D'après le texte choisi, quelle arnaque Edouard Péricourt et Albert Maillard mettent-ils au point ?

◆ TEXTE CHOISI:
◆ ◆ ◆ ◆ ◆
Albert Dupontel, acteur-réalisateur, auteur de comédies débridées (Bernie, Enfermés dehors ou plus récemment 9 mois ferme), fameuses pour leur ton acerbe mais aussi dotées de personnages rêveurs au grand cœur, concocte pour son retour sur le grand écran une œuvre ambitieuse en tout point, l’adaptation du roman Au revoir là-haut écrit par Pierre Lemaître, lauréat du Prix Goncourt en 2013. Internationalement reconnu dans le domaine du roman policier, Lemaître est salué pour l’habileté de son écriture et sa capacité à gérer la tension dramatique dans ses histoires. Cela dit, il considère davantage son travail comme un « permanent exercice d’admiration littéraire » ; ainsi cite-t-il à la fin de chaque livre ses sources d’inspiration, de Louis-Ferdinand Céline jusqu’à Marcel Proust en passant par le cinéma avec l’art du suspense d’Hitchcock.

Au revoir là-haut fait office de tournant majeur dans sa carrière, puisqu’il prend cette fois-ci la Première Guerre mondiale comme toile de fond de son histoire. Celle-ci suit la vie de deux rescapés des tranchées, Edouard Péricourt et Albert Maillard, qui en subissent les cicatrices : le premier, artiste fantasque, devient une « gueule cassée », tandis que l’autre, modeste comptable, s’en retrouve traumatisé à vie et perd son métier. Amers et délaissés par la société, ces anciens Poilus s’unissent pour se venger de leur condition. Dans une France qui glorifie ses morts, eux mettent au point une arnaque audacieuse : vendre aux municipalités de faux monuments aux morts.

Si cette escroquerie est bien fictive, l’histoire traduit une réalité historique sinistre de l’après-guerre, celle d’une pratique consistant à s’enrichir frauduleusement grâce au trafic des cercueils. A la fois peinture sociale désenchantée et roman d’aventures, l’œuvre de Lemaître se sert de sa dimension humaine pour mettre en avant une face sombre de la France des années folles.
◆ ◆ ◆ ◆ ◆
◆ LIGNES AFFICHÉES:
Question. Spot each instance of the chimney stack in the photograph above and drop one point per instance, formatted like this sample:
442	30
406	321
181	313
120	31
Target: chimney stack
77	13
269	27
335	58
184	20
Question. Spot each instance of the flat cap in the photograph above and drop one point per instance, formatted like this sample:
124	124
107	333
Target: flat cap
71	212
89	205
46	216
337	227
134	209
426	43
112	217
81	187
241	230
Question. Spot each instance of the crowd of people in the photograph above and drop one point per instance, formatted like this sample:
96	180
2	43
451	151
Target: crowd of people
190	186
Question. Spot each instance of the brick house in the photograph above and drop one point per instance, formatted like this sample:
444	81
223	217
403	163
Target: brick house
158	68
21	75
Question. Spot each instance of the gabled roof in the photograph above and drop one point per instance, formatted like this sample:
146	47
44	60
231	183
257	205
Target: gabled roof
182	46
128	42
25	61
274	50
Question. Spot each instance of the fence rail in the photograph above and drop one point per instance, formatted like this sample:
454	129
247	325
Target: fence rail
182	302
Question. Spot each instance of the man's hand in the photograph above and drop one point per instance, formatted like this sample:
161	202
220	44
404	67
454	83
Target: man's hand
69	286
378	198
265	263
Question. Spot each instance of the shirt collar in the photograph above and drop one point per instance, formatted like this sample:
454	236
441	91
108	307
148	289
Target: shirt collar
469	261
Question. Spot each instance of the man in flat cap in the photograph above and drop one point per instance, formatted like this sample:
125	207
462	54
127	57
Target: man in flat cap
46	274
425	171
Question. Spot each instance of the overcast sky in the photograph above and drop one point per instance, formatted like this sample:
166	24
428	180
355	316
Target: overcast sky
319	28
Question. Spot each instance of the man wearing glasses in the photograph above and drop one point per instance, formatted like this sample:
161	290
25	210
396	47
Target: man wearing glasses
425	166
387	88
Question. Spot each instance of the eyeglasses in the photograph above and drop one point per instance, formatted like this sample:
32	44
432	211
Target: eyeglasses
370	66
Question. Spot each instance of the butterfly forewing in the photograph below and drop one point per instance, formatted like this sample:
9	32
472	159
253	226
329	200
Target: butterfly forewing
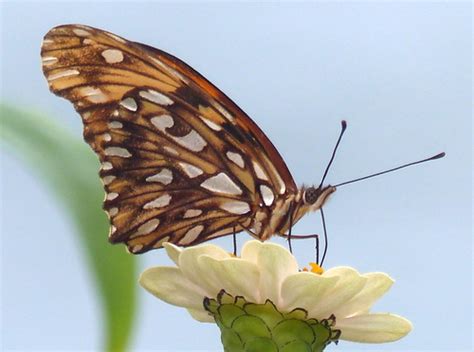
180	161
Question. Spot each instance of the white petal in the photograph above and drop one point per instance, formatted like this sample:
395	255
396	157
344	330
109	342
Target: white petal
349	284
304	289
275	264
250	250
173	251
189	265
170	285
375	287
236	276
373	328
201	315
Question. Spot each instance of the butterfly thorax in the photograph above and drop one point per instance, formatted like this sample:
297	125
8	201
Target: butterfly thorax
270	221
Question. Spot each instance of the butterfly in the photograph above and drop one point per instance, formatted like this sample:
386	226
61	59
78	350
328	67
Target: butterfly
180	161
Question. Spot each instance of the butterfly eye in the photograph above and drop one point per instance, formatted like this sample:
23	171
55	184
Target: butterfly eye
311	195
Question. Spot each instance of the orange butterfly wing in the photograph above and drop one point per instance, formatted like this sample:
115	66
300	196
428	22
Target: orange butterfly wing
180	161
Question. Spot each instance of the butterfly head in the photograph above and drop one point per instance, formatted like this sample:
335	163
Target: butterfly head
316	197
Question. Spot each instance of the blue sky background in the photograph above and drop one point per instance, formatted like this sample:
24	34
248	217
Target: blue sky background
398	72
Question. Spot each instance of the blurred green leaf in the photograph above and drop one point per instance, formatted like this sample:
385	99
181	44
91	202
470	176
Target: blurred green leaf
69	168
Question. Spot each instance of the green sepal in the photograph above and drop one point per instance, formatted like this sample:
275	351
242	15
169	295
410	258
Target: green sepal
252	327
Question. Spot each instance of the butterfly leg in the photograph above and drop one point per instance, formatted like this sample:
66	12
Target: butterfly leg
325	237
234	240
302	237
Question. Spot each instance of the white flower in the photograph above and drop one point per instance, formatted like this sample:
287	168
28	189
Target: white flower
269	271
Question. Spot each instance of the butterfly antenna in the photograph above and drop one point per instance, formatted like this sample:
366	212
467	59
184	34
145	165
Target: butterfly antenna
437	156
343	128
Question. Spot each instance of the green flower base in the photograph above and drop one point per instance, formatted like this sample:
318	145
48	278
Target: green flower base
251	327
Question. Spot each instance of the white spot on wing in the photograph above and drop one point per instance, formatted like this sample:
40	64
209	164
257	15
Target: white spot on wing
267	195
117	151
94	95
223	111
192	213
221	183
159	244
214	126
62	74
81	32
236	158
191	170
192	141
259	171
49	60
161	201
191	235
156	97
129	103
165	177
112	56
235	207
171	150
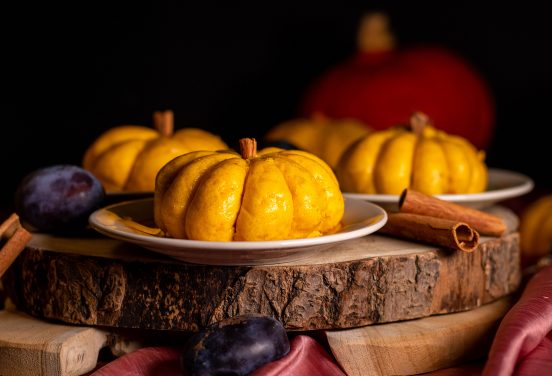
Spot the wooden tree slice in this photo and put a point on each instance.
(374, 279)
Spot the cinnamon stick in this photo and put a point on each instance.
(17, 237)
(432, 230)
(163, 121)
(415, 202)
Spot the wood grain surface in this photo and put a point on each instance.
(34, 347)
(418, 346)
(370, 280)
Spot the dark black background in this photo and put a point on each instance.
(238, 70)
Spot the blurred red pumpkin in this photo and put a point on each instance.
(382, 86)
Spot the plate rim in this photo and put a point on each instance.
(233, 246)
(495, 195)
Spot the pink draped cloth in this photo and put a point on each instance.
(306, 357)
(523, 342)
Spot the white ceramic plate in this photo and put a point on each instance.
(360, 219)
(502, 185)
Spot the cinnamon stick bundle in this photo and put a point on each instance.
(432, 230)
(13, 238)
(415, 202)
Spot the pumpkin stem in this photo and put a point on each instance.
(163, 121)
(374, 33)
(418, 122)
(248, 148)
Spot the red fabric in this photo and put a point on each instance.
(148, 361)
(522, 345)
(306, 357)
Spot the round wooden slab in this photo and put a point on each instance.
(374, 279)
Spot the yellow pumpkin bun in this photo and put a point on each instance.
(420, 157)
(319, 135)
(128, 157)
(223, 196)
(536, 230)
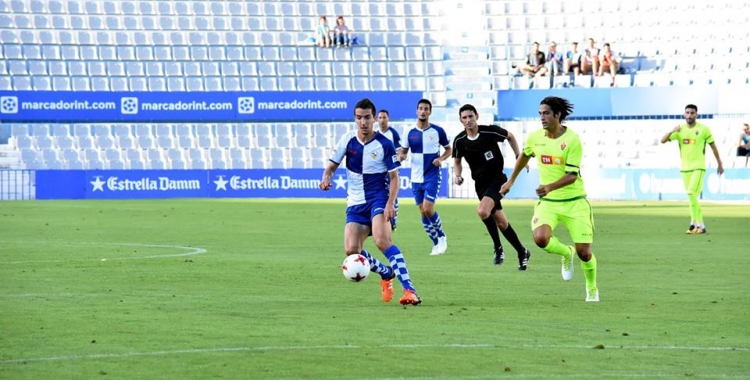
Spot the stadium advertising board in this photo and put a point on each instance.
(151, 184)
(193, 107)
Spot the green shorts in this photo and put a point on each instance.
(693, 181)
(576, 215)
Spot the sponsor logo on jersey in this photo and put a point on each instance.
(552, 160)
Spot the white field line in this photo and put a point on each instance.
(344, 347)
(191, 252)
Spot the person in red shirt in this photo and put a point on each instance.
(608, 61)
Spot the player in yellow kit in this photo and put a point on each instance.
(562, 198)
(693, 137)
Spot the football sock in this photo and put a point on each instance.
(437, 224)
(376, 266)
(430, 229)
(557, 248)
(399, 266)
(512, 237)
(589, 271)
(489, 222)
(695, 209)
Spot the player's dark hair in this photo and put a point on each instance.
(365, 104)
(467, 107)
(425, 101)
(558, 105)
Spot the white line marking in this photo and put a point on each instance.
(191, 252)
(342, 347)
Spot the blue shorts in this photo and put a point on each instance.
(364, 213)
(425, 190)
(393, 221)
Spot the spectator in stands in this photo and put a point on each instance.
(341, 33)
(554, 60)
(743, 145)
(692, 138)
(573, 60)
(534, 62)
(608, 61)
(590, 58)
(323, 33)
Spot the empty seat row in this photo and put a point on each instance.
(307, 23)
(191, 130)
(205, 38)
(220, 8)
(176, 158)
(216, 53)
(223, 83)
(38, 68)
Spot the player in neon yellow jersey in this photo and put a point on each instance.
(562, 197)
(693, 137)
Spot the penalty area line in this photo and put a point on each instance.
(192, 251)
(343, 347)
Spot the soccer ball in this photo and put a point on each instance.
(355, 267)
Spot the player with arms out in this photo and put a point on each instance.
(562, 198)
(478, 144)
(372, 187)
(385, 129)
(425, 141)
(693, 137)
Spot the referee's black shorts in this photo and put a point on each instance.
(491, 190)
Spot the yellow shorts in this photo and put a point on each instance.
(576, 215)
(693, 181)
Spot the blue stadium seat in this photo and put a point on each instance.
(360, 83)
(250, 84)
(64, 142)
(305, 83)
(22, 83)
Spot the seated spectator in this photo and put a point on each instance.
(323, 33)
(590, 58)
(743, 145)
(554, 60)
(534, 62)
(573, 60)
(608, 61)
(341, 33)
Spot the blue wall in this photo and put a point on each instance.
(149, 184)
(195, 107)
(627, 102)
◆ ◆ ◆ ◆ ◆
◆ RÉPONSE:
Ils vendent aux municipalités de faux monuments aux morts.